__Work to do__.
#1 In the cloud database notes, what does Cloud SQL's High Availability option provide?
#2 Continue the cloud database notes from their last line.

Relational Databases: Cloud SQL & Cloud Spanner

Cloud SQL

  • Fully managed MySQL, PostgreSQL, or SQL Server; regional (not global)
  • High Availability (HA) — synchronous standby in a different zone; automatic failover
  • Read replicas — asynchronous copies for read-heavy workloads; reduce primary load
  • Connect securely via Cloud SQL Auth Proxy (recommended) or authorized networks
  • Automated backups and point-in-time recovery (PITR) up to 7 days

Cloud Spanner

  • Globally distributed, horizontally scalable relational database with ACID transactions
  • 99.999% SLA for multi-region instances — use when Cloud SQL's regional scope is insufficient
  • Ideal for: global financial apps, inventory systems, gaming leaderboards requiring strong consistency at scale
  • Significantly more expensive than Cloud SQL — use it only when global distribution is truly required
Cloud SQL = regional relational DB. Cloud Spanner = global relational DB. If the scenario mentions "global", "multiple regions", and "strong consistency", the answer is Spanner.
NoSQL Databases: Firestore, Bigtable & Memorystore

Firestore

  • Serverless NoSQL document database; real-time sync; offline support
  • Best for: mobile apps, web apps, user profiles, content management
  • Two modes: Native mode (new apps, real-time) and Datastore mode (server-side, legacy)

__Data excerpts__.
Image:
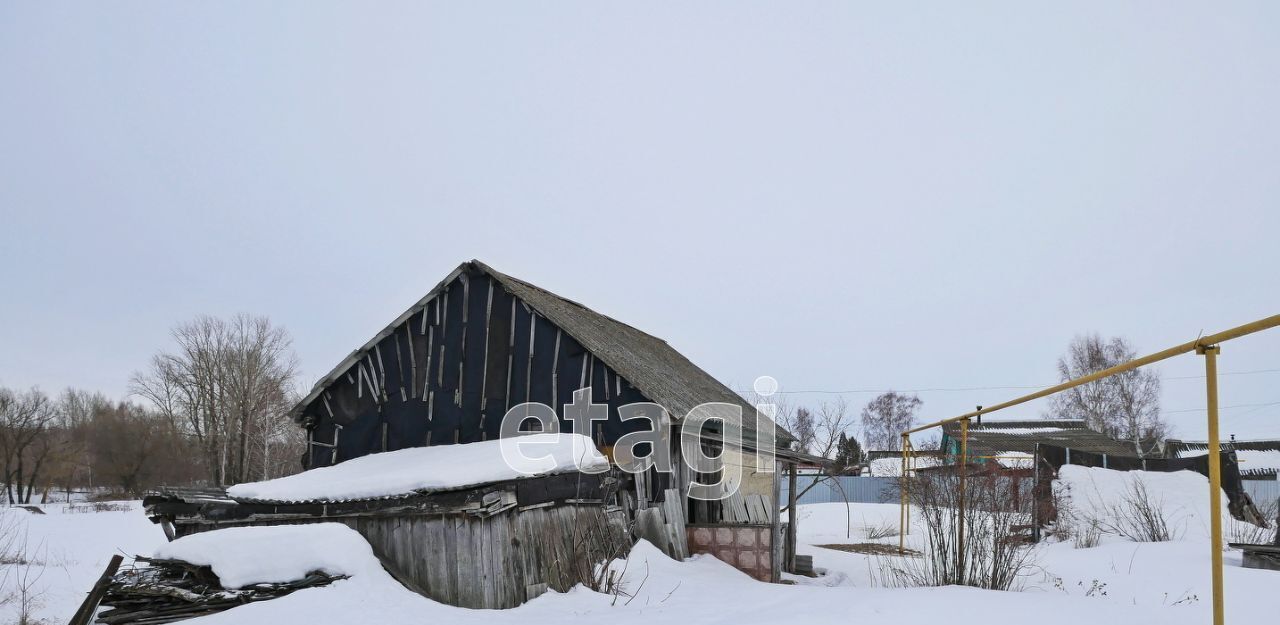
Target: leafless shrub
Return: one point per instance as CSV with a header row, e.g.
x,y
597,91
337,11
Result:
x,y
1088,535
97,506
993,552
885,529
19,571
1247,533
1138,516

__Answers for the exercise__.
#1 A synchronous standby in a different zone, with automatic failover.

#2
Cloud Bigtable

  • Fully managed, wide-column NoSQL database; petabyte scale; millisecond latency
  • Best for: time-series data, IoT sensor data, financial data, ML training datasets
  • HBase-compatible API; integrates with Hadoop, Dataflow, Dataproc
  • NOT suitable for: transactions, complex queries, small datasets (<1 TB)

Memorystore

  • Fully managed Redis and Memcached — no infrastructure management
  • Use for: session caching, real-time leaderboards, message queuing, rate limiting
  • In-VPC only — not publicly accessible
Database choice questions: Firestore = mobile/web app document data. Bigtable = time-series/IoT at massive scale. Memorystore = in-memory caching/session. Cloud SQL/Spanner = relational/transactional.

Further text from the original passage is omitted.